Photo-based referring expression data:
+===+

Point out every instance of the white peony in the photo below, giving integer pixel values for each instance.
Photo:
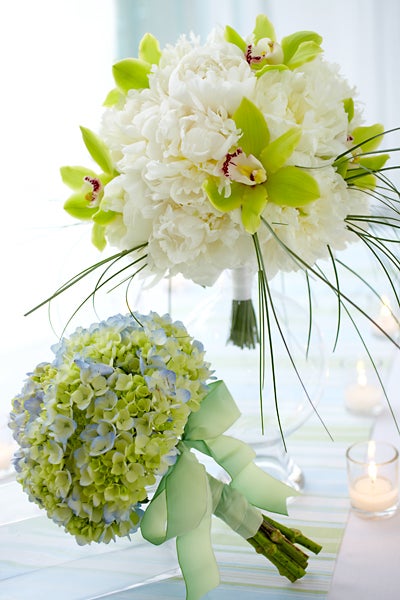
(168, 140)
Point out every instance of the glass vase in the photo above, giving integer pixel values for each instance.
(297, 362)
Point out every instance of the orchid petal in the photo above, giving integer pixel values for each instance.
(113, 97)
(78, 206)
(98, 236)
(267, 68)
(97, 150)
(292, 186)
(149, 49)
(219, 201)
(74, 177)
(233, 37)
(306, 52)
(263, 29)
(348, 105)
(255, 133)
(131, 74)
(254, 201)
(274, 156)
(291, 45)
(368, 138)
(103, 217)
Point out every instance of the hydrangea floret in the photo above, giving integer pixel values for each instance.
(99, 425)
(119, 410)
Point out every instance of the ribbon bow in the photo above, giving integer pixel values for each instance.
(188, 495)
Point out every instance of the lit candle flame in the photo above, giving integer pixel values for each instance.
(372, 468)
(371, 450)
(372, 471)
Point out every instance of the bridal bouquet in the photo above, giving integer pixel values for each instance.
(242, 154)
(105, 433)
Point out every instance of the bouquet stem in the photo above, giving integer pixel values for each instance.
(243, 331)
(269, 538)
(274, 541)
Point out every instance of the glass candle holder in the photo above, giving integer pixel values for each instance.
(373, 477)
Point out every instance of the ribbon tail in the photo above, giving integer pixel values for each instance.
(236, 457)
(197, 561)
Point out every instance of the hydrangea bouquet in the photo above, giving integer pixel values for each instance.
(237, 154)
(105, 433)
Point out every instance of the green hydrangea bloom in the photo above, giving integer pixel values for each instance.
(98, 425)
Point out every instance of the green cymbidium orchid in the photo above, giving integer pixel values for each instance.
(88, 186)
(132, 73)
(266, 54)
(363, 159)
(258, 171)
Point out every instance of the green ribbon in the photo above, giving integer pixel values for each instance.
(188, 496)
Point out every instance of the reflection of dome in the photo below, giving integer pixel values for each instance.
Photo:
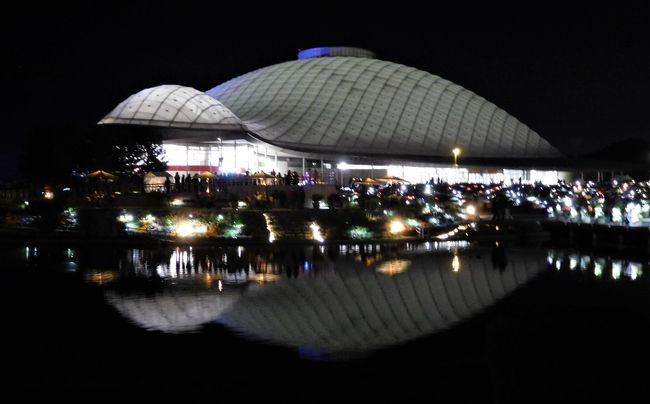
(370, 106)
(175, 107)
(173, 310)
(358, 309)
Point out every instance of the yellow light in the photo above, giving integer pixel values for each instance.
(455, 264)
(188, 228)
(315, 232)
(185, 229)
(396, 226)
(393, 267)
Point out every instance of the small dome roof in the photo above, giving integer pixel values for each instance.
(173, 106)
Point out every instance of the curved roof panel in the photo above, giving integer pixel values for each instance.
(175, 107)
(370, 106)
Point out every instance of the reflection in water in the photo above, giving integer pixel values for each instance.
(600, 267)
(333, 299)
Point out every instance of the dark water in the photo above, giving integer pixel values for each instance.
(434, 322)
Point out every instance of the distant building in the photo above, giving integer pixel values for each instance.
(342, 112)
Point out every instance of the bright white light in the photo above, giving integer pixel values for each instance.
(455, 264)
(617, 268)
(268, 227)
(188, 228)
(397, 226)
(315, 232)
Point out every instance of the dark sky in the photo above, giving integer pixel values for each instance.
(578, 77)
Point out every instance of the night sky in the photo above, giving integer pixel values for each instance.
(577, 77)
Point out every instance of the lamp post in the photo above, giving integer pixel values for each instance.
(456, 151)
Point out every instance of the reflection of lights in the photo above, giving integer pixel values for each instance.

+===+

Task description:
Could you report how many lines of the entries include the word "below"? Only the number is needed.

Response to this exercise:
2